WHAT YOU HAVE TO DO |
Look for "Where can the fence" in the records below, then copy that line and every line after it, exactly and with nothing added.

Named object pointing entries
>>>>>

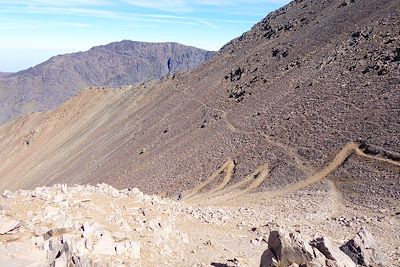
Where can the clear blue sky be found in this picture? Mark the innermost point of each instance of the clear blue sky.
(33, 30)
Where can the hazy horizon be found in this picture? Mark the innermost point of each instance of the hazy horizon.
(39, 29)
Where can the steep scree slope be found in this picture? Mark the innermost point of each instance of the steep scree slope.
(121, 63)
(293, 91)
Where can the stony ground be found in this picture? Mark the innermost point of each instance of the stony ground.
(105, 226)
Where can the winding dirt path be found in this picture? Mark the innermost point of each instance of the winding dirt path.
(241, 191)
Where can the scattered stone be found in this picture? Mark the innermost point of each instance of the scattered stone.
(7, 225)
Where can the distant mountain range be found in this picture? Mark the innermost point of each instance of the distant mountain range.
(49, 84)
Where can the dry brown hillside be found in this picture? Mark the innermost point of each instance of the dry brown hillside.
(288, 95)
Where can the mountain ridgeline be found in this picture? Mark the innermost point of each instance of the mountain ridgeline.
(51, 83)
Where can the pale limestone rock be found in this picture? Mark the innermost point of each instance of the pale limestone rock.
(105, 245)
(7, 225)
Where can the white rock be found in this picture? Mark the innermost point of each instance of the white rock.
(133, 248)
(7, 225)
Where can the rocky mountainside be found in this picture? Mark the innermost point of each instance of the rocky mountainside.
(51, 83)
(102, 226)
(299, 116)
(287, 95)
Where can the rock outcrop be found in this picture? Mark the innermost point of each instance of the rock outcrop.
(364, 250)
(289, 249)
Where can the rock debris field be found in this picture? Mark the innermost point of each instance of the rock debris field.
(102, 226)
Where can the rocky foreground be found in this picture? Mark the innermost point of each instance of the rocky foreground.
(102, 226)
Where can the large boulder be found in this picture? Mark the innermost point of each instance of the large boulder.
(286, 248)
(364, 250)
(290, 249)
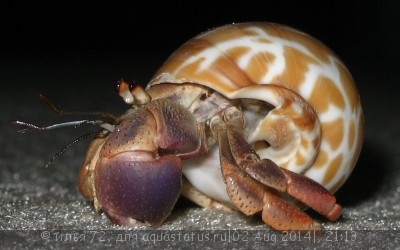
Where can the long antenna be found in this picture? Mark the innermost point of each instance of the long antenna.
(30, 126)
(62, 151)
(61, 111)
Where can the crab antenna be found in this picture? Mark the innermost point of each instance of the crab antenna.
(62, 151)
(61, 111)
(29, 126)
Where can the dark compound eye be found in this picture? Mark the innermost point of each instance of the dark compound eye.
(203, 96)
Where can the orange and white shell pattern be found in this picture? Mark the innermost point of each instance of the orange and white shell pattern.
(291, 71)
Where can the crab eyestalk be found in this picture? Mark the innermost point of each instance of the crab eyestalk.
(135, 173)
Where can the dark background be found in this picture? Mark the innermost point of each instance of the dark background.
(76, 52)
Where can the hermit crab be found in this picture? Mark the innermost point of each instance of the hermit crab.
(255, 117)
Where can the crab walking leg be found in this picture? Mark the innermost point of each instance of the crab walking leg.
(267, 172)
(251, 196)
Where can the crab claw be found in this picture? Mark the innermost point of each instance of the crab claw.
(145, 190)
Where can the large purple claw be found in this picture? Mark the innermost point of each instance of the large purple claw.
(146, 190)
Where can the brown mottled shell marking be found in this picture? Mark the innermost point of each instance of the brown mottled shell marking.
(295, 73)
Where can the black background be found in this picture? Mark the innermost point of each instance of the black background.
(76, 52)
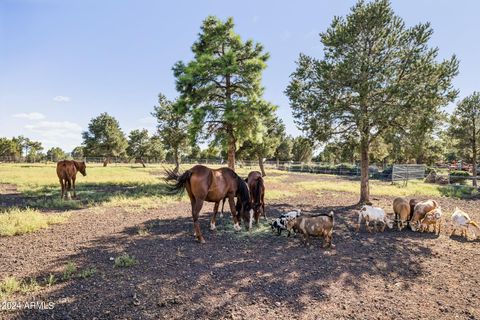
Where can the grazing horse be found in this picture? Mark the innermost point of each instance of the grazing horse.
(257, 193)
(213, 185)
(67, 173)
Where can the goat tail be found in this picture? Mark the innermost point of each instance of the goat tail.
(332, 215)
(473, 223)
(179, 180)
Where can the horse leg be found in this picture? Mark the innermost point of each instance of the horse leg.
(192, 202)
(263, 207)
(196, 223)
(231, 202)
(223, 205)
(73, 185)
(213, 220)
(68, 184)
(62, 184)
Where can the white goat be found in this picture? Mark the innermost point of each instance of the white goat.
(461, 221)
(375, 214)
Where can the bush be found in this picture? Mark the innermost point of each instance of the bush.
(457, 176)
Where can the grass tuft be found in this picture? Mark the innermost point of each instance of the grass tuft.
(9, 286)
(50, 280)
(69, 271)
(87, 273)
(125, 261)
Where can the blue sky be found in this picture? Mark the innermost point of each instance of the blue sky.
(64, 62)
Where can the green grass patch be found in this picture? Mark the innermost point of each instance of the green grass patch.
(20, 221)
(275, 194)
(50, 280)
(11, 285)
(263, 229)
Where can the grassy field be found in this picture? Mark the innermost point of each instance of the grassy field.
(30, 193)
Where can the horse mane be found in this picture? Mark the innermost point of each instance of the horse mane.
(76, 164)
(242, 190)
(179, 180)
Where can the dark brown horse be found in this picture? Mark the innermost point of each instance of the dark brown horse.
(257, 194)
(213, 185)
(67, 173)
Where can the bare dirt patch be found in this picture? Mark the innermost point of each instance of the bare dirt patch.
(401, 275)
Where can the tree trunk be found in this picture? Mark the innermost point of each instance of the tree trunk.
(141, 161)
(107, 161)
(177, 160)
(260, 163)
(474, 162)
(231, 153)
(364, 187)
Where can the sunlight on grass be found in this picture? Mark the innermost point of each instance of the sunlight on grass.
(279, 194)
(146, 202)
(263, 229)
(17, 221)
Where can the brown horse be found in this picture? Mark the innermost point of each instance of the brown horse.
(257, 193)
(213, 185)
(67, 173)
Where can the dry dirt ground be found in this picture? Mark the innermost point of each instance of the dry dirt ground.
(390, 275)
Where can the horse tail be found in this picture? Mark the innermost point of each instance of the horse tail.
(180, 180)
(258, 193)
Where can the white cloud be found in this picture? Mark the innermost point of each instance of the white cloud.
(64, 134)
(30, 116)
(286, 35)
(49, 128)
(61, 99)
(148, 120)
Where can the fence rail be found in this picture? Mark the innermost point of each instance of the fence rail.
(399, 172)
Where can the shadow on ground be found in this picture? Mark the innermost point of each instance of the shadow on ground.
(232, 274)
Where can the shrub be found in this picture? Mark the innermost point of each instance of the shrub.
(458, 176)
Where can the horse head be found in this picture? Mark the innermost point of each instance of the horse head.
(243, 202)
(81, 166)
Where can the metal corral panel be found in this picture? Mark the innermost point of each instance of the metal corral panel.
(404, 172)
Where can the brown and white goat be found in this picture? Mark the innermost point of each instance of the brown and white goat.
(375, 215)
(318, 225)
(419, 212)
(401, 207)
(431, 218)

<<<<<

OUTPUT |
Where can the fence rail be found in this picture? Mark the innermost point of each instance of the fence rail.
(399, 172)
Where can the shadow on ground be found in this picture? Mark the innermost point of each instance of the shadow on ground.
(232, 274)
Where can the shrub be found in this picture? Mark the innermost point of each instance of the shrub.
(458, 176)
Where can the horse head be found in this picture? Mark the innermost point of each instance of the horse head.
(243, 202)
(81, 166)
Where can the metal corral panel be found in this picture? Mark the innermost point of each instance of the metal corral panel.
(404, 172)
Where can the brown and white goat be found in this picture? Mark the innermost point of each instance of the brown and white goat.
(375, 215)
(318, 225)
(419, 212)
(401, 207)
(431, 218)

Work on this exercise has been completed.